WORK REQUIRED - Your task is to repeat the lines below exactly, excluding any pictures they contain.

■ ■ ■ ■ ■ ■ ■

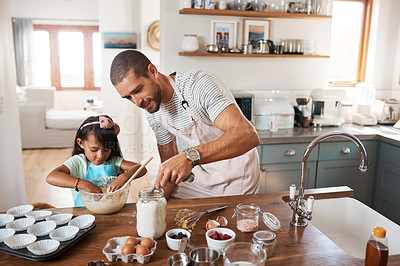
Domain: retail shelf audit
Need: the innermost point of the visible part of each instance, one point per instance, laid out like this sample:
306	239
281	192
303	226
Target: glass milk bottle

■ ■ ■ ■ ■ ■ ■

RESPONSE -
Domain: retail shelf audit
Need: the innermost point of the visible part of each instance, one point per instance, laid out like this sample:
306	239
281	192
303	226
Target: glass milk bottle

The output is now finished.